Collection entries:
|---|
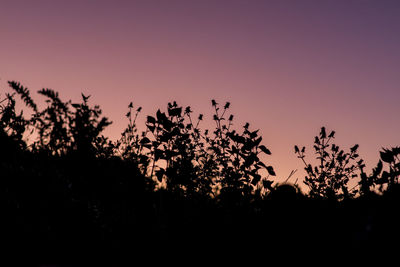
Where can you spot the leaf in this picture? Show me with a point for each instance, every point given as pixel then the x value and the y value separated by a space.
pixel 175 112
pixel 256 179
pixel 151 120
pixel 387 156
pixel 265 150
pixel 160 174
pixel 145 140
pixel 322 133
pixel 354 148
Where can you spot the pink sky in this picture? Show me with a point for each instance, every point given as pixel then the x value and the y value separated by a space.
pixel 287 67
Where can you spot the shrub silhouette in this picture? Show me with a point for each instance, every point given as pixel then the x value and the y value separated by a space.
pixel 174 188
pixel 336 168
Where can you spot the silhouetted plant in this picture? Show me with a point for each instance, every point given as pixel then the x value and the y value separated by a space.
pixel 336 168
pixel 237 155
pixel 85 127
pixel 384 179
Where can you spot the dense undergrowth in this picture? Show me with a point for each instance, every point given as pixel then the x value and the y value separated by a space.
pixel 175 188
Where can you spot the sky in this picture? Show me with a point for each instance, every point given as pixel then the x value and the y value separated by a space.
pixel 287 67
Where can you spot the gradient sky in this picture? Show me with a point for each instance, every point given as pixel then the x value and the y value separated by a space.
pixel 287 67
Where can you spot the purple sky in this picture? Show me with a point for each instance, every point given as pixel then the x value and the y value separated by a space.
pixel 287 67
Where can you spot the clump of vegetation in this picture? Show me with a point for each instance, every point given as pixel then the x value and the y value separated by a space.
pixel 67 188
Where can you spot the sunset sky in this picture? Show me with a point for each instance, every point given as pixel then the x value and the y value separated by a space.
pixel 287 67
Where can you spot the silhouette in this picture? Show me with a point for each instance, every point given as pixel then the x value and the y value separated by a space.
pixel 174 191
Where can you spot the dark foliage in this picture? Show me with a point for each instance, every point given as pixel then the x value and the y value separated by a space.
pixel 175 190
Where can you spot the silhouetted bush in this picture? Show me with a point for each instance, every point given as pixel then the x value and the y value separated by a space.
pixel 174 189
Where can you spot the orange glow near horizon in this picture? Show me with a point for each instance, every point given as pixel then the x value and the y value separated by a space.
pixel 287 67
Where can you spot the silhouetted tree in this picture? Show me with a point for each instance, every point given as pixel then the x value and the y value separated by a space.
pixel 336 168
|---|
• [WHAT YOU WILL DO]: Rewrite all of the data above, swapping "instance" for "occurrence" wherever it appears and keeping everything else the same. Omit the pictures from your answer.

• [FULL RESPONSE]:
Where can you spot the leaf in this picture? Show me with a point for each occurrence, every point given as pixel then the x value and the y value separated by a space.
pixel 175 112
pixel 256 179
pixel 151 120
pixel 387 156
pixel 265 150
pixel 160 174
pixel 145 140
pixel 322 133
pixel 354 148
Where can you spot the pink sky in this picture? Show me with a point for each occurrence, every point given as pixel then the x value and the y value separated by a space.
pixel 287 67
Where can you spot the shrub silhouette in this picture? Show me with a point for each occurrence, every point given as pixel then the x value and the y value separated by a space.
pixel 174 188
pixel 336 168
Where can you spot the silhouetted plant in this picture? Show me with a point for each occurrence, every point given as pixel then the x value and the y value separated by a space.
pixel 336 168
pixel 237 155
pixel 85 127
pixel 384 179
Where can you spot the dense undergrowth in this picture? Show me with a point for each occurrence, every point given as pixel then the x value and the y value separated by a space.
pixel 175 188
Where can you spot the sky in this picture? Show me with a point for each occurrence, every point given as pixel then the x value and the y value separated by a space.
pixel 287 67
Where can you spot the gradient sky in this picture? Show me with a point for each occurrence, every point given as pixel then the x value and the y value separated by a space.
pixel 287 67
Where can you spot the purple sky in this picture? Show me with a point for each occurrence, every point given as pixel then the x value and the y value separated by a space.
pixel 287 67
Where can you spot the clump of vegetation in this picture? Show me with a point for each occurrence, every point given as pixel then the x value and the y value separated by a space.
pixel 67 188
Where can you spot the sunset sky in this picture? Show me with a point for each occurrence, every point given as pixel then the x value and the y value separated by a space.
pixel 287 67
Where can you spot the silhouette in this picture? Show me with a point for each occurrence, every point given as pixel then the x value and the y value separated by a space.
pixel 174 191
Where can you spot the dark foliage in this picture? Show me with a point for each occurrence, every point given as pixel then the x value and the y value separated by a space.
pixel 175 190
Where can you spot the silhouetted bush in this picture? Show me with a point for each occurrence, every point given as pixel then the x value and the y value separated by a space.
pixel 174 189
Where can you spot the orange glow near horizon in this picture? Show me with a point for each occurrence, every point given as pixel then the x value and the y value separated by a space.
pixel 287 67
Where can you spot the silhouetted tree in this picture? Show me with a point for each occurrence, every point given as pixel then the x value and the y value separated by a space.
pixel 336 168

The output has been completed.